Directions for this task — Return the lines below unchanged, keeping every character in place.

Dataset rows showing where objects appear
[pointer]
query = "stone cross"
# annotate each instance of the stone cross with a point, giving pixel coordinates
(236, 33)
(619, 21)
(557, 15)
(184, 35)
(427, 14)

Written reply —
[pointer]
query = "stone cross"
# annotate each instance of the stone cross with a point, giving pixel coordinates
(236, 33)
(619, 21)
(557, 15)
(184, 35)
(427, 14)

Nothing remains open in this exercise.